Your goal:
What you return should be every record, retyped without a single change.

Record extracts:
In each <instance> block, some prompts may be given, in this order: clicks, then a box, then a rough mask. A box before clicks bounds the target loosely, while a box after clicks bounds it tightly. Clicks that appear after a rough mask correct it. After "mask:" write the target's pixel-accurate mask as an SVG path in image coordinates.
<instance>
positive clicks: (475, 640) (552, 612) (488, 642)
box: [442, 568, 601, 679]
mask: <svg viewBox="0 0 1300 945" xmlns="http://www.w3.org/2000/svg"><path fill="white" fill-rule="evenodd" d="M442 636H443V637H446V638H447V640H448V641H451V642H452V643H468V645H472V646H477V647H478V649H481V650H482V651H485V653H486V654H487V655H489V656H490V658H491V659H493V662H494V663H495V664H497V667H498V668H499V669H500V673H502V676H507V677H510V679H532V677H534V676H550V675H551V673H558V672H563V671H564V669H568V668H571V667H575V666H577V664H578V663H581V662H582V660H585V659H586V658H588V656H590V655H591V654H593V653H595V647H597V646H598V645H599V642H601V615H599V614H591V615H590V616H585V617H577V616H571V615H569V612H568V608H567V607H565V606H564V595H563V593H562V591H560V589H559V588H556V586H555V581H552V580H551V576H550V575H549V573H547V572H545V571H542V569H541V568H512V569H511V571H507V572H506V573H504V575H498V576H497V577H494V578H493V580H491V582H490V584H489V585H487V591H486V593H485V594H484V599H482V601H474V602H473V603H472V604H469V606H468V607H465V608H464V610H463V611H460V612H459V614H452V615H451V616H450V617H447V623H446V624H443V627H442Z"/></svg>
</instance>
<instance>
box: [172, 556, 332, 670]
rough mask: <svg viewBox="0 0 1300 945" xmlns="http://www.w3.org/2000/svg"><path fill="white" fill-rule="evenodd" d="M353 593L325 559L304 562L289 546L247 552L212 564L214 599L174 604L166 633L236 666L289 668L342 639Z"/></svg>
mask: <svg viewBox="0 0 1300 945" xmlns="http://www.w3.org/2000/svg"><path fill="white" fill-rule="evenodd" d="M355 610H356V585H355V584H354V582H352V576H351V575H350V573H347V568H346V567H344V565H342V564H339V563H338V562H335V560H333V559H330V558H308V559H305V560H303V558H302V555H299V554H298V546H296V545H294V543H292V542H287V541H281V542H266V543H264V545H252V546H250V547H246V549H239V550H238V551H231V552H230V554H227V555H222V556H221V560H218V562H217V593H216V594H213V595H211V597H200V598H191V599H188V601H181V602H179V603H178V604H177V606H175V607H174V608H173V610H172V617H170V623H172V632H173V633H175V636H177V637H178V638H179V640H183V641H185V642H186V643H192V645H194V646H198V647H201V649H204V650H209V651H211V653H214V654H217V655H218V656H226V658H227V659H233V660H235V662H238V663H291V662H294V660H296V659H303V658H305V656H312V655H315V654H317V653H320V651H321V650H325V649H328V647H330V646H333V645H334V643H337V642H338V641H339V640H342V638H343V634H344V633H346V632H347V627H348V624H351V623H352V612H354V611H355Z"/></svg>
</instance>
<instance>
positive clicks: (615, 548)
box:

Answer to the problem:
In each <instance> block, some prompts may be given, in this order: clicks, then a box, then a rough mask. A box before clicks bounds the target loosely, while a box after clicks bounds it tightly. Clicks that appear after a rough mask correct it. After "mask:" write the target's pixel-accurate mask as an SVG path in image coordinates.
<instance>
positive clicks: (475, 640) (552, 612) (488, 642)
box: [442, 568, 601, 679]
mask: <svg viewBox="0 0 1300 945" xmlns="http://www.w3.org/2000/svg"><path fill="white" fill-rule="evenodd" d="M442 636H443V637H446V638H447V640H448V641H451V642H452V643H468V645H472V646H477V647H478V649H481V650H482V651H485V653H486V654H487V655H489V656H490V658H491V659H493V662H494V663H495V664H497V667H498V668H499V669H500V673H502V676H507V677H510V679H532V677H534V676H550V675H551V673H558V672H563V671H564V669H568V668H571V667H575V666H577V664H578V663H581V662H582V660H585V659H586V658H588V656H590V655H591V654H593V653H595V647H597V646H598V645H599V642H601V615H599V614H591V615H590V616H585V617H577V616H571V615H569V612H568V608H567V607H565V606H564V595H563V593H562V591H560V589H559V588H556V586H555V581H552V580H551V576H550V575H549V573H547V572H545V571H542V569H541V568H512V569H511V571H507V572H506V573H504V575H498V576H497V577H494V578H493V580H491V582H490V584H489V585H487V591H486V593H485V594H484V599H482V601H474V602H473V603H472V604H469V606H468V607H465V608H464V610H463V611H460V612H459V614H452V615H451V616H450V617H447V623H446V624H443V627H442Z"/></svg>
</instance>
<instance>
box: [172, 556, 332, 670]
rough mask: <svg viewBox="0 0 1300 945" xmlns="http://www.w3.org/2000/svg"><path fill="white" fill-rule="evenodd" d="M353 593L325 559L304 562L289 546L247 552L212 564L214 599L174 604L166 633L236 666L289 668L342 639Z"/></svg>
mask: <svg viewBox="0 0 1300 945" xmlns="http://www.w3.org/2000/svg"><path fill="white" fill-rule="evenodd" d="M355 610H356V585H355V584H354V582H352V576H351V575H350V573H347V568H346V567H344V565H342V564H339V563H338V562H335V560H333V559H330V558H308V559H305V560H303V558H302V555H299V554H298V546H296V545H294V543H292V542H287V541H281V542H266V543H264V545H252V546H250V547H246V549H239V550H238V551H231V552H230V554H227V555H222V556H221V560H218V562H217V593H216V594H213V595H211V597H200V598H191V599H188V601H181V602H179V603H178V604H177V606H175V607H174V608H173V610H172V617H170V623H172V632H173V633H175V636H177V637H178V638H179V640H183V641H185V642H186V643H192V645H194V646H198V647H201V649H204V650H209V651H211V653H214V654H217V655H218V656H226V658H227V659H233V660H235V662H238V663H291V662H294V660H296V659H303V658H305V656H312V655H315V654H317V653H320V651H321V650H325V649H328V647H330V646H333V645H334V643H337V642H338V641H339V640H342V638H343V634H344V633H346V632H347V627H348V624H351V623H352V612H354V611H355Z"/></svg>
</instance>
<instance>
positive clicks: (615, 548)
box:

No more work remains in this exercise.